Extracted text
These RDF vocabularies are represented using the constructs offered by the RDF Schema (RDFS) and OWL Web Ontology Language modeling languages. In addition to the documentation provided by its maintainers, an ontology can also be viewed using generic ontology creation and visualization tools such as Protégé, the Manchester ontology browser, OWL Sight or the Live OWL Documentation Environment (LODE) (see for example the Description of a Project (DOAP) ontology rendered in LODE).

For each element set, we give a pointer to a human-readable website and indicate the corresponding RDF namespace, as well as a common prefix abbreviation used for it, using the XML namespace declaration syntax. We also provide or re-use a short description, focused on the main scope or usage domain for the element set. We have sometimes emphasized important design decisions that characterize the element set, including indications on whether the element set is connected to another one, and its relation to traditional library usages. Finally, cases collected by the Incubator Group are also listed under each entry as relevant usage examples.

For illustration purposes, we include a tag cloud rendition of the element sets presented in this section, adapting a site created by Paul Walk:

Note that this tag cloud is a context-specific snapshot of the usage of metadata element sets. In particular, the size of each tag is directly related to the number of individual cases that use it, as gathered by the Library Linked Data Incubator Group. Beyond this analysis based on the Incubator Group cases, Library Linked Data community members should consider helping maintain precise and up-to-date listings of datasets and value vocabularies, such as the Data Hub Library Linked Data group, so that the usage of element sets can be measured. A refined, domain-specific version of the usage statistics for the Linked Open Data Cloud would help the community to develop a clearer idea about which elements sets are widely used and which are less common.

Rendering links between metadata element sets would also be valuable for practitioners willing to re-use data across vocabularies, or to make their data better usable by a wide community. The Upper Mapping and Binding Exchange Layer (UMBEL) constellation has been the first to illustrate connections between classes from popular Linked Data vocabularies. The Linked Open Vocabulary effort generalizes and automatizes the gathering of such information. For a wide range of metadata element sets, e.g., Dublin Core, Linked Open Vocabulary offers a detailed view of the relationships with other element sets, based on the available machine-readable definitions (ontologies).

Dataset rows:
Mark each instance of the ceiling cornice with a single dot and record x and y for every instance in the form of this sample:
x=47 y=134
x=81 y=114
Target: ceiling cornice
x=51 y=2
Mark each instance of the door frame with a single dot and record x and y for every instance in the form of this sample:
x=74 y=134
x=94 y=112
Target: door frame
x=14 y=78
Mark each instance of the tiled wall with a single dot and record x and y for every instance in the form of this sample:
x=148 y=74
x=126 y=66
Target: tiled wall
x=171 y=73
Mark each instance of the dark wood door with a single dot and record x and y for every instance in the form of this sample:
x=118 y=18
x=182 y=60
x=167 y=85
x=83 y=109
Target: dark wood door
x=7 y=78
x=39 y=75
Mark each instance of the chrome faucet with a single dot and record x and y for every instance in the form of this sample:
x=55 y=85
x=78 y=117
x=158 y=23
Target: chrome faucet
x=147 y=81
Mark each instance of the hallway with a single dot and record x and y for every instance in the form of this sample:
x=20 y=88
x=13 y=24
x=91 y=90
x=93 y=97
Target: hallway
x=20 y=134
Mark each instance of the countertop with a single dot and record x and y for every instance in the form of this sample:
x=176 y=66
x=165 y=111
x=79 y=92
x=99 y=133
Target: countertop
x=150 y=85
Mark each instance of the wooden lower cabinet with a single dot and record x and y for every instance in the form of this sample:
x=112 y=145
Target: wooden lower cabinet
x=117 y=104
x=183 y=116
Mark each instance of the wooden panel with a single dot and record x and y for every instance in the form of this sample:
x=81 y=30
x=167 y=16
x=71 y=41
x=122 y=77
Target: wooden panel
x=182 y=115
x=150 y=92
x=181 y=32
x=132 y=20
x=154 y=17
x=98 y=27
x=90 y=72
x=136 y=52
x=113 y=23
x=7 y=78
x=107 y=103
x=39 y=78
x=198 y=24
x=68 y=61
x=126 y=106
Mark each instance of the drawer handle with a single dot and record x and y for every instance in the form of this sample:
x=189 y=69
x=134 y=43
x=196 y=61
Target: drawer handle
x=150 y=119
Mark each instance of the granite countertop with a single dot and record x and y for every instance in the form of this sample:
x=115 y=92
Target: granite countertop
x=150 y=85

Directions
Write the next part of the passage on library metadata element sets, starting right after its final sentence.

The answer
5.1 Metadata element sets published as RDF vocabularies

This sub-section lists the relevant ontologies (OWL or RDFS) available at the time of writing this report. To help readers orient themselves in our selection, we first introduce metadata element sets that originate from the Libraries, Archives, Museums, and Information communities. We then present relevant element sets, which are rooted in other communities. This categorization is often arbitrary, as many vocabularies already result from cross-community work. We believe, however, that this shows the great potential for the Linked Data approach, where easily sharing, re-using or extending a diversity of element sets independently from their origin is the rule.

Originating from the Libraries, Archives, Museums, and Information communities

Dublin Core and DCMI Metadata Terms

The original properties of the Dublin Core Metadata Element Set — fifteen generic property elements for describing information resources — are identified using the namespace http://purl.org/dc/elements/1.1/. Declared as RDF properties in 2000 — before the finalization of RDFS in 2004 — these properties lack defined ranges (rdfs:range), allowing them to be used both with literal values or fully-fledged RDF resources.

A second namespace in the larger set of DCMI Metadata Terms — http://purl.org/dc/terms/ — includes fifteen properties in parallel to the "unrestricted" /elements/1.1/ properties, with added rdfs:range restrictions, plus several dozen additional properties. Interoperability of the "restricted" /terms/ properties with the "unrestricted" /element/1.1/ properties is preserved with sub-property relationships (rdfs:subPropertyOf).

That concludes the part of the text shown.